== 所给文段

凶手确定了。根据已有的情况分析,专案民警的追捕也慢慢变得接近张治海。2002年8月5日晚上,张治海外逃八个多月后,给他的叔叔打了一个电话,他这一次没有撒谎,他说他在广东省东莞市打工。张的叔叔立即向警方举报了其侄的行踪。2002年8月6日,黄援农带领重案大队民警先期赶往东莞。8月7日下午,正在东莞市一家名叫“巨千”的家具厂里埋头干活的张治海被一声断喝吓得打了一个哆嗦,落入了法网。案情遂告大白。
张治海从部队复员后,又回到了甘肃原籍,无技无艺,只好又给阿克塞县的徐某牧羊糊口。当地替人放羊的规则很奇特,主人交给牧羊人一群羊,牧羊人将羊赶上山后就终年不下山,人、羊吃住都在山上,睡山洞,日子苦涩无边。主人不付工钱,但允许牧羊人一周消费一只羊,是吃是卖悉听尊便。年尾剩下的群羊就全都是主人的。附近很多金矿的人为改善伙食隔三差五经常向张治海买羊吃,张树槐也正是由此认识张治海的。2002年1月9日,张治海向徐某辞工,说是张树槐力邀他去浏阳做工。张树槐几次亲口承诺,要帮他在当地说合一个本地姑娘,让他当入赘女婿。这一点对于张治海来说,是最具诱惑力的。
当地一进入十月份,金矿就因为冰冻无法开工,张树槐和他雇用的一些本地淘金工回到了浏阳。而张树槐前脚刚走,张治海后脚就按着张树槐留给他的地址和手机号赶到了浏阳,住进了张树槐的家里。

====

= 动手试试 =
把所给文段中的这句话译成英文:“当地一进入十月份,金矿就因为冰冻无法开工,张树槐和他雇用的一些本地淘金工回到了浏阳。”

== 材料摘录

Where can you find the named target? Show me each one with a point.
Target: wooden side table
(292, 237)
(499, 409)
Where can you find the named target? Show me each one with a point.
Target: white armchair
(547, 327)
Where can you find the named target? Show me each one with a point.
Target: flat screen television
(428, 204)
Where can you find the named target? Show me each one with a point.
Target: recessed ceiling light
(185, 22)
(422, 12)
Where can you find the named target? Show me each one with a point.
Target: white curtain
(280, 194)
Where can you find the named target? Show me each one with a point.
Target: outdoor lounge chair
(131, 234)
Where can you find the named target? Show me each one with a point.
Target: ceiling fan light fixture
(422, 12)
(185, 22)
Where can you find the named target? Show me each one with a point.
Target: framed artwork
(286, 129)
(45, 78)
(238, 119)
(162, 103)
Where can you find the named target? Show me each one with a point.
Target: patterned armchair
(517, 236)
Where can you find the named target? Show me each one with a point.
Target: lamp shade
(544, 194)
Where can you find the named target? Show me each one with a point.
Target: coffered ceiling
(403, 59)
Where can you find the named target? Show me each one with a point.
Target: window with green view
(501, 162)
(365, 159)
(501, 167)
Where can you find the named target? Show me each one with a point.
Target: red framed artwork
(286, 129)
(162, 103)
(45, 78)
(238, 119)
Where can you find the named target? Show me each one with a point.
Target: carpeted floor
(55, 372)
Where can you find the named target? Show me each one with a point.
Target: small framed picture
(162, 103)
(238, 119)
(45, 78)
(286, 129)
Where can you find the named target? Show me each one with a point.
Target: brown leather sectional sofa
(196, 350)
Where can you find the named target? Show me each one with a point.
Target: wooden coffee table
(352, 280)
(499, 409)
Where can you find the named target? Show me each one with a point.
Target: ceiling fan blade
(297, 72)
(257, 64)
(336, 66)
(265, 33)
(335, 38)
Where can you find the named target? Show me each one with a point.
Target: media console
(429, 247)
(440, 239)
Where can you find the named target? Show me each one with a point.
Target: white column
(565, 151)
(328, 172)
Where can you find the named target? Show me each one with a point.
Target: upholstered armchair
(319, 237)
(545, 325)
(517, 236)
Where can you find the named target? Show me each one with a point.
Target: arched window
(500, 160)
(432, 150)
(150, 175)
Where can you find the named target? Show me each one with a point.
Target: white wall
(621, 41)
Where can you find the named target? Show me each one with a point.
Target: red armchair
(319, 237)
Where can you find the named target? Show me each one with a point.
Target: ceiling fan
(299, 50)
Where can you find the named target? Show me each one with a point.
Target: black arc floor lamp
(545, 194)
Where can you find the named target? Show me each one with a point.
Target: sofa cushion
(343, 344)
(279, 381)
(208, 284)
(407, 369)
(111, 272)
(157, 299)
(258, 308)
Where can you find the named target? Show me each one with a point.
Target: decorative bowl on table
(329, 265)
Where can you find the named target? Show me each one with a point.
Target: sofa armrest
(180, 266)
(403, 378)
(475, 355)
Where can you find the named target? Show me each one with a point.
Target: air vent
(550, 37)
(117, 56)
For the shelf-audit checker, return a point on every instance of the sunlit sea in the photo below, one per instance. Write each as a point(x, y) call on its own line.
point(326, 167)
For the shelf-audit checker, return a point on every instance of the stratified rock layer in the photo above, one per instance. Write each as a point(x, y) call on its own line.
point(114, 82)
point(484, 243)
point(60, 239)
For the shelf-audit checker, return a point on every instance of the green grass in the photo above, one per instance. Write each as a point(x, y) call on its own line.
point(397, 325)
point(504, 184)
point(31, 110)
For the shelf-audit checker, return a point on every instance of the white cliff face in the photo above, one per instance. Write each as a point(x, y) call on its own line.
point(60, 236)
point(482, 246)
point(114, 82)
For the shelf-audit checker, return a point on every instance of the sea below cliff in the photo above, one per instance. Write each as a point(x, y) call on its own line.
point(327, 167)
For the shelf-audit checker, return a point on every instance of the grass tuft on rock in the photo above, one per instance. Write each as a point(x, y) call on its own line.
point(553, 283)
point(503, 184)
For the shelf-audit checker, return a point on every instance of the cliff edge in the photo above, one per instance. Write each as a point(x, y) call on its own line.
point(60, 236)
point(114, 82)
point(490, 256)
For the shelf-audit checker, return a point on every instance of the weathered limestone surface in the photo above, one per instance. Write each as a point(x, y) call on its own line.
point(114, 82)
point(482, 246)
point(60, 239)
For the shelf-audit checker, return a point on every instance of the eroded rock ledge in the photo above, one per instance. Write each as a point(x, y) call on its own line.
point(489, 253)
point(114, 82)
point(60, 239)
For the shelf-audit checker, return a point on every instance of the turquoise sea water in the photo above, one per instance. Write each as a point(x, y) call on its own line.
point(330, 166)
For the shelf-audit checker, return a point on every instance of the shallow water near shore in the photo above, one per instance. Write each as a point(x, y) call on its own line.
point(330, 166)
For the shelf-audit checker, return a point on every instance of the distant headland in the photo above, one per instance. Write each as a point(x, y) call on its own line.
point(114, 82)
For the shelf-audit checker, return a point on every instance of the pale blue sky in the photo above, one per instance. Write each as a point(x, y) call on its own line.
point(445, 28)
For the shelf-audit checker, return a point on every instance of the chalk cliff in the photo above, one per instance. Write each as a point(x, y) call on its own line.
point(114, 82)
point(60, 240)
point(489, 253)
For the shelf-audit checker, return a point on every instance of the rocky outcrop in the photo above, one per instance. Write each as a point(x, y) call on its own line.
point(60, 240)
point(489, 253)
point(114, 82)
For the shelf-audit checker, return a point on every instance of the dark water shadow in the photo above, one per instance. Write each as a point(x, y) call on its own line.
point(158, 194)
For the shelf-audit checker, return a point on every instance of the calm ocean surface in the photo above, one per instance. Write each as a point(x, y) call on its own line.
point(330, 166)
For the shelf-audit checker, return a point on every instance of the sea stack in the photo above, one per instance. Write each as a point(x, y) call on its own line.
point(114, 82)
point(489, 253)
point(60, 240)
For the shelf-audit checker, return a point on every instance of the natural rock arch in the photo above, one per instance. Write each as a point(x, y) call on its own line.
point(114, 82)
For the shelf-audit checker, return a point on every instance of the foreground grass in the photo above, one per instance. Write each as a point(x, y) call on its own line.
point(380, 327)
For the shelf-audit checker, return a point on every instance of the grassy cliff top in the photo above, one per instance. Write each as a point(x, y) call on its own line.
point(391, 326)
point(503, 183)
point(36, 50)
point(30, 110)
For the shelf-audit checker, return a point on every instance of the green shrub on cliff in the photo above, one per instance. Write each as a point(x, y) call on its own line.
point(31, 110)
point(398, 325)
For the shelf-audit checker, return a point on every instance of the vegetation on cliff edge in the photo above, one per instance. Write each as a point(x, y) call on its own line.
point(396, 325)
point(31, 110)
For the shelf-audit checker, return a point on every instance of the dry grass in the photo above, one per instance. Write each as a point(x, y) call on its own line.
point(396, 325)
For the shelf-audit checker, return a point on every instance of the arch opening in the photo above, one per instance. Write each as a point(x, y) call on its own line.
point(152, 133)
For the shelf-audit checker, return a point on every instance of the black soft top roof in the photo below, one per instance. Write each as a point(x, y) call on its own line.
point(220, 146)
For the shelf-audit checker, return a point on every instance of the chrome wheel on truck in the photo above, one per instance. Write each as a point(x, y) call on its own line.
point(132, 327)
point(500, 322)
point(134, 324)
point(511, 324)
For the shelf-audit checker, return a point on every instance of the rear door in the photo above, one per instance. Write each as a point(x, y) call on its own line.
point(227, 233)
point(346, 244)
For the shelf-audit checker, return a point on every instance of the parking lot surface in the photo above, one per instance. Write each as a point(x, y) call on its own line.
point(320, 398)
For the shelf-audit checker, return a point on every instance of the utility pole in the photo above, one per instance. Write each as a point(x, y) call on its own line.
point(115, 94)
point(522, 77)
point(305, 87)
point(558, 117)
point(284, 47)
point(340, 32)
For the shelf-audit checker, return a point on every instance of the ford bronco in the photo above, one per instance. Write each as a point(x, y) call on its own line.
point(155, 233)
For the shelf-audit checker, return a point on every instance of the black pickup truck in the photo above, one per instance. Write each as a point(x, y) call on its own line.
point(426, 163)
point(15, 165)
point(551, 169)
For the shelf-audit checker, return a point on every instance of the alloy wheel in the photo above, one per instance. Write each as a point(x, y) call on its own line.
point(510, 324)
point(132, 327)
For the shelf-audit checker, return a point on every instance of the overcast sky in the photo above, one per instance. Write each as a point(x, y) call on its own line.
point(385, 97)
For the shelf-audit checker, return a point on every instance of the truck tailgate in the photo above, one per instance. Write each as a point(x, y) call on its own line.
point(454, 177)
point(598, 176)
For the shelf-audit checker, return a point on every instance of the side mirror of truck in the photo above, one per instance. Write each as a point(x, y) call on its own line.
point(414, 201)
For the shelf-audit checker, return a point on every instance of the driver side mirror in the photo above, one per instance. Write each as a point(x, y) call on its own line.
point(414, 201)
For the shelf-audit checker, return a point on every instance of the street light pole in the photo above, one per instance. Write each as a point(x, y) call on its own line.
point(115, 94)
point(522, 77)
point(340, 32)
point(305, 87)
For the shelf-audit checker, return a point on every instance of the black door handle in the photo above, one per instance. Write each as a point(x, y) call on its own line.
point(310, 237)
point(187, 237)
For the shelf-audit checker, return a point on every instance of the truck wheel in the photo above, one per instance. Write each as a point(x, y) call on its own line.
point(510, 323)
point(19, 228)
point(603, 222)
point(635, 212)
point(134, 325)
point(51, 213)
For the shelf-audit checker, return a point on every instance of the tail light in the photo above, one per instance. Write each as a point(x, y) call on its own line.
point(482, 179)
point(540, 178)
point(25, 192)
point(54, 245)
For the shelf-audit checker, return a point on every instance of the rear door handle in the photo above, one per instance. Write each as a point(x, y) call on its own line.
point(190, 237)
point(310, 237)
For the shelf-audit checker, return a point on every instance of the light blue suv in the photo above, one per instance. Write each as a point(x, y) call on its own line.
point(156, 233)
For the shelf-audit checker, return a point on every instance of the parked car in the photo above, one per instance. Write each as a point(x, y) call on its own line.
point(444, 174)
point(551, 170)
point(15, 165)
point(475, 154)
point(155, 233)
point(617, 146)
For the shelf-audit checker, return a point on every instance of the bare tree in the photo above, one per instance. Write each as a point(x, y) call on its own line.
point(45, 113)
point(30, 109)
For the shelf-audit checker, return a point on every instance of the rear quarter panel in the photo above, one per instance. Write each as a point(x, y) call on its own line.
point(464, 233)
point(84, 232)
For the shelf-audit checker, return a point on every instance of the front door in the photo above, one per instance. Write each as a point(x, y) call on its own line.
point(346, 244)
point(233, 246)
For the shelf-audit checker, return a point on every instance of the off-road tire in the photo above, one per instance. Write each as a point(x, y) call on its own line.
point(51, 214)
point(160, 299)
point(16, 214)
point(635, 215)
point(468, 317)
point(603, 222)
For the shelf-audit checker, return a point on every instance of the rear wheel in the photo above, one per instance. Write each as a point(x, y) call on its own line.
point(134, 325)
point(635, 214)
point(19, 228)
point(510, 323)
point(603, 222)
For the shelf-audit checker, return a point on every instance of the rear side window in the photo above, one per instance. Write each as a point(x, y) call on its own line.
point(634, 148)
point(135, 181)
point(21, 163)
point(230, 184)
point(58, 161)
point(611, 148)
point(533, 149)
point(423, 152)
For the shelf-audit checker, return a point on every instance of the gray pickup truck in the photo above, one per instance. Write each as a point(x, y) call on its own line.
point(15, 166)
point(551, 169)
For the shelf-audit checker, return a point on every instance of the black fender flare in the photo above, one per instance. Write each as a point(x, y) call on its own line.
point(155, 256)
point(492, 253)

====

= 参考答案 =
As soon as October came, the gold mine there could no longer operate because of the freeze, and Zhang Shuhuai and some of the local gold panners he had hired returned to Liuyang.